[begin Material supplied]

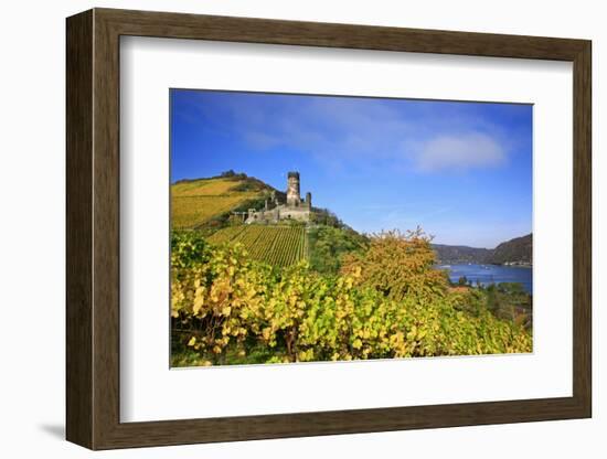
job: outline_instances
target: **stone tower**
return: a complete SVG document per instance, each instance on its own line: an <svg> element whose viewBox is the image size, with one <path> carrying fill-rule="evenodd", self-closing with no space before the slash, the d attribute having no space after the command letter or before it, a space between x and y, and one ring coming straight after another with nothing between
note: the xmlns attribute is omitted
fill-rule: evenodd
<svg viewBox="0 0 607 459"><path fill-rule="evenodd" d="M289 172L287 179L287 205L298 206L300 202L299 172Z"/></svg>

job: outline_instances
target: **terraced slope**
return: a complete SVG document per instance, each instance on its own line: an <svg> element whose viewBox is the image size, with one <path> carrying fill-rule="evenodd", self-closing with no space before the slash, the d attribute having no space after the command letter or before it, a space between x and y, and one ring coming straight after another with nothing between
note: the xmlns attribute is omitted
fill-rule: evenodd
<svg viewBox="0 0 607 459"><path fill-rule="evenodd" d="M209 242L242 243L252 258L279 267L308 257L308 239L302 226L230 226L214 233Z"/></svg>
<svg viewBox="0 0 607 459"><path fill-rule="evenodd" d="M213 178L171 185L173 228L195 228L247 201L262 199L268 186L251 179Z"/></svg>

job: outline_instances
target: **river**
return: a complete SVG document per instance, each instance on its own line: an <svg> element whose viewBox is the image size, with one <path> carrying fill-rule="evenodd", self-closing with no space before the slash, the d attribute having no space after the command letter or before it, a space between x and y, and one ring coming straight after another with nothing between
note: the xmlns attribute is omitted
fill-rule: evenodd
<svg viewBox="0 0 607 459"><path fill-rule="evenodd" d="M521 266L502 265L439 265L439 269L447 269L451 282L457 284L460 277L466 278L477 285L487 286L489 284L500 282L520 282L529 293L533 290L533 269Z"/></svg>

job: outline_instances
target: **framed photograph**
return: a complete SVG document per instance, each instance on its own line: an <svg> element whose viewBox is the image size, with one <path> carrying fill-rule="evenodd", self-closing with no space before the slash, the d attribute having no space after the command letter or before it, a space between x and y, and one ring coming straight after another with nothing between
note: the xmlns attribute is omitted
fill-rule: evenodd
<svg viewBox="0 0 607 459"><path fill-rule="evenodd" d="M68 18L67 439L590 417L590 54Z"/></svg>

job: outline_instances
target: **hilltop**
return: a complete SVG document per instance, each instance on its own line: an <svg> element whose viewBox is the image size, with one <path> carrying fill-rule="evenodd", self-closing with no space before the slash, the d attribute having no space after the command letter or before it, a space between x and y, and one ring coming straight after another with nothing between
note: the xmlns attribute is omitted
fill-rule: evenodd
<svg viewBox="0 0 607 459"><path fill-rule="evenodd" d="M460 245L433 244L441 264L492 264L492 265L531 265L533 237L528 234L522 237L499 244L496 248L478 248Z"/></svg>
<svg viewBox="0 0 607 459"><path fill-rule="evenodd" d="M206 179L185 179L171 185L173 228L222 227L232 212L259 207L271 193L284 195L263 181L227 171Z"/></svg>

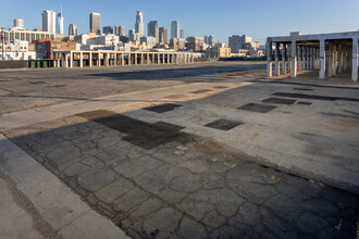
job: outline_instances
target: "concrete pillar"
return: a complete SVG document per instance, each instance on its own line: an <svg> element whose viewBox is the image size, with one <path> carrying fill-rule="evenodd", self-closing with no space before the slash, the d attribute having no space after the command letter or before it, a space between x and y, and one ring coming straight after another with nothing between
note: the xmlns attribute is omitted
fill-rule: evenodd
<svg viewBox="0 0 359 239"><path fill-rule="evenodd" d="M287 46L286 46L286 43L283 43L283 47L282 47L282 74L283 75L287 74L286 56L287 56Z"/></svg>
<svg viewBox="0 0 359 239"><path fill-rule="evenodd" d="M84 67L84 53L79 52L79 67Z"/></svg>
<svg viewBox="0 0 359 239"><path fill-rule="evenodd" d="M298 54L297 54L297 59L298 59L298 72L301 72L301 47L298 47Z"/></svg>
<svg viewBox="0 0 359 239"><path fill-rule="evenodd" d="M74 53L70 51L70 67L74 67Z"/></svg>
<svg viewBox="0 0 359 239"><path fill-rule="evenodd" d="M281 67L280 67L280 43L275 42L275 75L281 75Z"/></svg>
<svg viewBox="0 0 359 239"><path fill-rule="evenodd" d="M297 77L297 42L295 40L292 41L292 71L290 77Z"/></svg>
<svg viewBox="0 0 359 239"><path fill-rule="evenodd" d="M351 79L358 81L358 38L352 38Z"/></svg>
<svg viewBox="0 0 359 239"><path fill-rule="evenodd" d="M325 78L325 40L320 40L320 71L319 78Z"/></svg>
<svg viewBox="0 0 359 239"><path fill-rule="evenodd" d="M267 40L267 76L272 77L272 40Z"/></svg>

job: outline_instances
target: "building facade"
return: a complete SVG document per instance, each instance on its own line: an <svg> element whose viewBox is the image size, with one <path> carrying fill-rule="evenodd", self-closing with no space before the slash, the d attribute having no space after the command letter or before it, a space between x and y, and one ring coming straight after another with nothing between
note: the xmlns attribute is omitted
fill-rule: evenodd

[end Material supplied]
[begin Material supplied]

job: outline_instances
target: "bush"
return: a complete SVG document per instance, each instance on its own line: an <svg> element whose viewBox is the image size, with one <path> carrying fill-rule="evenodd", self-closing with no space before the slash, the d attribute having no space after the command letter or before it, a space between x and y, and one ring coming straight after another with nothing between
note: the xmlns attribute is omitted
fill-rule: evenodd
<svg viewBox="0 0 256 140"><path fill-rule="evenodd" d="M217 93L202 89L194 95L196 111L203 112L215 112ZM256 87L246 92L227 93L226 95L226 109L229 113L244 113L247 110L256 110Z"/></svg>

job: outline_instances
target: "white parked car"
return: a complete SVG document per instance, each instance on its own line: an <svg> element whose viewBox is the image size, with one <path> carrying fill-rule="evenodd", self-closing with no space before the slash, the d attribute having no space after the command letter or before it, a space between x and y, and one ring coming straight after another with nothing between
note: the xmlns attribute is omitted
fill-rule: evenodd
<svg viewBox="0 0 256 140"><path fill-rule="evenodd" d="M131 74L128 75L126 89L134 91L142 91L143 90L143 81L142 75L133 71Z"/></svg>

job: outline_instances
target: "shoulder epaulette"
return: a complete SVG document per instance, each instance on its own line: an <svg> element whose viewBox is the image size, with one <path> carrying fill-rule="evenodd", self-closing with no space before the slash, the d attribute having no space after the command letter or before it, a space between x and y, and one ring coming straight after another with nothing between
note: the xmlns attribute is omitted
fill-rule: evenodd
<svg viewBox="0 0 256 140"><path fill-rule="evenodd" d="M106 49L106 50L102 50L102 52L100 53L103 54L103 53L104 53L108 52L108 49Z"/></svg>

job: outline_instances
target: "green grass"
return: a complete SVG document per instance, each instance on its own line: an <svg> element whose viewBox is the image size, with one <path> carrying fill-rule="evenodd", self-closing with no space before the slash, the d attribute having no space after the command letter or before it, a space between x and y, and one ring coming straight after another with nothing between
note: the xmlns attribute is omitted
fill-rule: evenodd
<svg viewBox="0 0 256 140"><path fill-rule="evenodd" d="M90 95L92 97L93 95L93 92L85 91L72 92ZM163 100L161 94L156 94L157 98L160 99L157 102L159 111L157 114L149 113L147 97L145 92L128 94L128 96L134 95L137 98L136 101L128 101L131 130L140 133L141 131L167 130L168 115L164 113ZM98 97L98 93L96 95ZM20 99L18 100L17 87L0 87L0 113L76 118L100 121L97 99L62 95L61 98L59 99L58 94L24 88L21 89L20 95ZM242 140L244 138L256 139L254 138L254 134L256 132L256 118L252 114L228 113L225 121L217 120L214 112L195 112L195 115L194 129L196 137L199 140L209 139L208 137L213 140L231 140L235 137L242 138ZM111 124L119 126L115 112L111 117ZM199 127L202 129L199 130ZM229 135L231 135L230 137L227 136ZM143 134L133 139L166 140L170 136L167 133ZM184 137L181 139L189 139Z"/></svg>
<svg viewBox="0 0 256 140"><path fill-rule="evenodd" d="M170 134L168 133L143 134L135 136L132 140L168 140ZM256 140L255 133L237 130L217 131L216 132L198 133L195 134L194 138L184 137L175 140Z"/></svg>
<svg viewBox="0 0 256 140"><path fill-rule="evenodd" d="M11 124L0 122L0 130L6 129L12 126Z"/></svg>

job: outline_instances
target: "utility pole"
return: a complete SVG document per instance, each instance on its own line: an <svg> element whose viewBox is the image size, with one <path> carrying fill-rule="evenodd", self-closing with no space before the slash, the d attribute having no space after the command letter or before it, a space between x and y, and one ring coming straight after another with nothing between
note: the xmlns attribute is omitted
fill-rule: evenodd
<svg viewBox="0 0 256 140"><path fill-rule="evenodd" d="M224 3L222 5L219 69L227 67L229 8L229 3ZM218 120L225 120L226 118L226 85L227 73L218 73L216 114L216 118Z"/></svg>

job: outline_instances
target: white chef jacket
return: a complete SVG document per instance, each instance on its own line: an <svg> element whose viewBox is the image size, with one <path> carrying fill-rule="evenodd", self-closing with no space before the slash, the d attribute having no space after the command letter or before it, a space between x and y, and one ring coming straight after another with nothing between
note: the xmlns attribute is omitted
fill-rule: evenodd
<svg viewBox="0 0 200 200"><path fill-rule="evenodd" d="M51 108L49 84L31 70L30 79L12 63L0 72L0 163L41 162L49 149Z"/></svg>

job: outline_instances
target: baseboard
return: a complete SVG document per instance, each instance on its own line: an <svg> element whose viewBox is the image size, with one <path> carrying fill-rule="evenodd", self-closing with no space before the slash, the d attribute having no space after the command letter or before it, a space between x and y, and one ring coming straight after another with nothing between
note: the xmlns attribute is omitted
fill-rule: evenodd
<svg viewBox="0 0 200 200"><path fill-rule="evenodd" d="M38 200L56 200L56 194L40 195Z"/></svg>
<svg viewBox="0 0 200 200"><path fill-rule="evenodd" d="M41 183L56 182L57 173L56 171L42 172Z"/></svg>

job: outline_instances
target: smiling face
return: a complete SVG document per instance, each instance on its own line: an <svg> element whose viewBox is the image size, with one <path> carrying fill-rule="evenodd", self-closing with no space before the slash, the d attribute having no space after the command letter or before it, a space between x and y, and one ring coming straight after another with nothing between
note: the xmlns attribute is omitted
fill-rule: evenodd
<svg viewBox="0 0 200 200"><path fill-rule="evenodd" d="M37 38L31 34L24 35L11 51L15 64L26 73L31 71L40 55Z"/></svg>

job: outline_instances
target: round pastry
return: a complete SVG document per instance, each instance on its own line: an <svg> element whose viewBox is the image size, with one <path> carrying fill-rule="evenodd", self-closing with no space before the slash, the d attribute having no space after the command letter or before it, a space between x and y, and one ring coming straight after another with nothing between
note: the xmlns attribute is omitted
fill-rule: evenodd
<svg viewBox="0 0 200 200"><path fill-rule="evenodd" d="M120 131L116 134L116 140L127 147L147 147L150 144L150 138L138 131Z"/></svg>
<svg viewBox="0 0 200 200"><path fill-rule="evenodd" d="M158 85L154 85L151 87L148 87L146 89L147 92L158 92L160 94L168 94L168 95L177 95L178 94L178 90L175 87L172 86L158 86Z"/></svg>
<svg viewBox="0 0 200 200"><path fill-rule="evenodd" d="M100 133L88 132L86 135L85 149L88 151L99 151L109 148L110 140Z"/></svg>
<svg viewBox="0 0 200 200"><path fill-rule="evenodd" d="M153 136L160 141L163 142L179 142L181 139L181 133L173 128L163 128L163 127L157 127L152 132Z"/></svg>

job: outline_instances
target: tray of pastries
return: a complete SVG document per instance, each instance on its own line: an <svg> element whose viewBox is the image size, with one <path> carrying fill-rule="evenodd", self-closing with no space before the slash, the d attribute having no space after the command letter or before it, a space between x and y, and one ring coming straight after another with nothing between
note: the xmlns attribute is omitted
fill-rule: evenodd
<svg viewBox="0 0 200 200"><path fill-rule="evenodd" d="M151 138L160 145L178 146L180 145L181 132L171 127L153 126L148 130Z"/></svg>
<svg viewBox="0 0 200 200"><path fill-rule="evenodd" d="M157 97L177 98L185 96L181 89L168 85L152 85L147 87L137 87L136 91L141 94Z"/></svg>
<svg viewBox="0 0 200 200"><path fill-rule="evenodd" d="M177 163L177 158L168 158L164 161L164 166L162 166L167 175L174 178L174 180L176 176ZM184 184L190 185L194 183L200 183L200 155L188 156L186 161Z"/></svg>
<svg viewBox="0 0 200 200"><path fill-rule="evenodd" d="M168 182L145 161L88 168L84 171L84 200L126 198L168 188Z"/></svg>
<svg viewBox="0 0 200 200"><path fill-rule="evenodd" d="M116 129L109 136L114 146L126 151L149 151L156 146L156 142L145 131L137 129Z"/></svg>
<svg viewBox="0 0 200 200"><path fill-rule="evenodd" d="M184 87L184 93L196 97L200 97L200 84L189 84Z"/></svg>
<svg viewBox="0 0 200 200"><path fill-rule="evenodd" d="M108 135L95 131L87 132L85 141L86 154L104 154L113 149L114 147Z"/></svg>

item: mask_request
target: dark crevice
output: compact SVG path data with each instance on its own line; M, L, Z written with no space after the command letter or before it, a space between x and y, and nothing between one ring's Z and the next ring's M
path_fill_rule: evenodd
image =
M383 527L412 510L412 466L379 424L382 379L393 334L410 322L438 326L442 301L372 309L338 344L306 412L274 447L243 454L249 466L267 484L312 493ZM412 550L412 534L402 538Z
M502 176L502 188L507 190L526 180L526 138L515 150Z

[end Material supplied]
[begin Material supplied]

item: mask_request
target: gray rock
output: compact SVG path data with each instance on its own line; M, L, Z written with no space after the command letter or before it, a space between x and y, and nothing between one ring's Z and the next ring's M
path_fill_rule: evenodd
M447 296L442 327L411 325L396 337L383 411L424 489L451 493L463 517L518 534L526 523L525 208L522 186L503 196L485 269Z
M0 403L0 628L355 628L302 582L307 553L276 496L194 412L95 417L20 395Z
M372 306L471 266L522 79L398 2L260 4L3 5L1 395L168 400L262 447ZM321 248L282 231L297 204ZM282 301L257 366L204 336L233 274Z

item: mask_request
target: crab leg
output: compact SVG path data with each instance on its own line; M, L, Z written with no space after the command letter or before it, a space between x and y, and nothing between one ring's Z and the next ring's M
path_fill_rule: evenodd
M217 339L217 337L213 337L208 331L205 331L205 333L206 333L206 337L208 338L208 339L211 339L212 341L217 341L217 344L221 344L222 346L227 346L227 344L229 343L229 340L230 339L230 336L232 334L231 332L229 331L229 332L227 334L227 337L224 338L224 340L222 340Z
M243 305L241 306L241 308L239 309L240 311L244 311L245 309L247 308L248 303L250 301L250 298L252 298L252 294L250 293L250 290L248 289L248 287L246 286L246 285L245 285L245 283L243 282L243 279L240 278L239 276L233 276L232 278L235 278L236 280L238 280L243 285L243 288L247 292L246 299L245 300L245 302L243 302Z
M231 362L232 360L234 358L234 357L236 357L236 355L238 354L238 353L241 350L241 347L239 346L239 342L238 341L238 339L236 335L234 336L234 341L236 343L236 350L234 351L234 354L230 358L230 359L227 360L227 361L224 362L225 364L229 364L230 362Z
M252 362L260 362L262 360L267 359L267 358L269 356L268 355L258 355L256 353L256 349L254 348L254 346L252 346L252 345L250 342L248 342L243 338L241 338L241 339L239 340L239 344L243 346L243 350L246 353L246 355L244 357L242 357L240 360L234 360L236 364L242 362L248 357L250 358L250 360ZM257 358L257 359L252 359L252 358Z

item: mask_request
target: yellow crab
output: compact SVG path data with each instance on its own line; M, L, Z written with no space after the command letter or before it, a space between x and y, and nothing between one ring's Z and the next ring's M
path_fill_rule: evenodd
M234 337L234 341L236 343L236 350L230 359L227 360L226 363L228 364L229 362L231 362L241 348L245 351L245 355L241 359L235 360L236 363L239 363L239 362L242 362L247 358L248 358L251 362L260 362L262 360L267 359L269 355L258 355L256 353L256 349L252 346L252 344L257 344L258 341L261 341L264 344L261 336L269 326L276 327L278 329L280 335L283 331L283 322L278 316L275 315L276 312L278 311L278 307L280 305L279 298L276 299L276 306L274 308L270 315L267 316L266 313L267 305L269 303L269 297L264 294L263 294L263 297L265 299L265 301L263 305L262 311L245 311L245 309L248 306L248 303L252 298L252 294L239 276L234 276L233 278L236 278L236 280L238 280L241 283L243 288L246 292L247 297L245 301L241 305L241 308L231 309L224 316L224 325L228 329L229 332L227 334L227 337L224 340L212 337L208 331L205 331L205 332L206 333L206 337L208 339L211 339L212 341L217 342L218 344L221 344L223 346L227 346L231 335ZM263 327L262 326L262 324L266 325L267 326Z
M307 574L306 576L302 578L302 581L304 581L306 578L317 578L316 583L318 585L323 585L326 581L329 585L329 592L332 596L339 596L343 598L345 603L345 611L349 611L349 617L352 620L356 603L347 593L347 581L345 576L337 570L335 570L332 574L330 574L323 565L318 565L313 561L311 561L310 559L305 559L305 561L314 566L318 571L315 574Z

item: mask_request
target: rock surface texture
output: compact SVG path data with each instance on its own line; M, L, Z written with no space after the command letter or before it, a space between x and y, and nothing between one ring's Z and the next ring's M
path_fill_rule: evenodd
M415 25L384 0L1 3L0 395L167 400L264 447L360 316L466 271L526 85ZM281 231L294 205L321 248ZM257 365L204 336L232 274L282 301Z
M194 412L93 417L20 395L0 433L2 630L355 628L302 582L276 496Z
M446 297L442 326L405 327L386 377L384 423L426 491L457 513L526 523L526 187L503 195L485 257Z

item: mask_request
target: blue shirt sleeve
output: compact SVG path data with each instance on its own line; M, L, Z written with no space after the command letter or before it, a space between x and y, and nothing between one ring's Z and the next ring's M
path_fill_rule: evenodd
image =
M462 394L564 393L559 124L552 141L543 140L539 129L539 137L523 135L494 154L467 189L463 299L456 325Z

[end Material supplied]

▸ Prompt
Pull out every line of the records that contains the string "white". Letter case matters.

▸ Answer to this exercise
target: "white parked car"
target: white chef jacket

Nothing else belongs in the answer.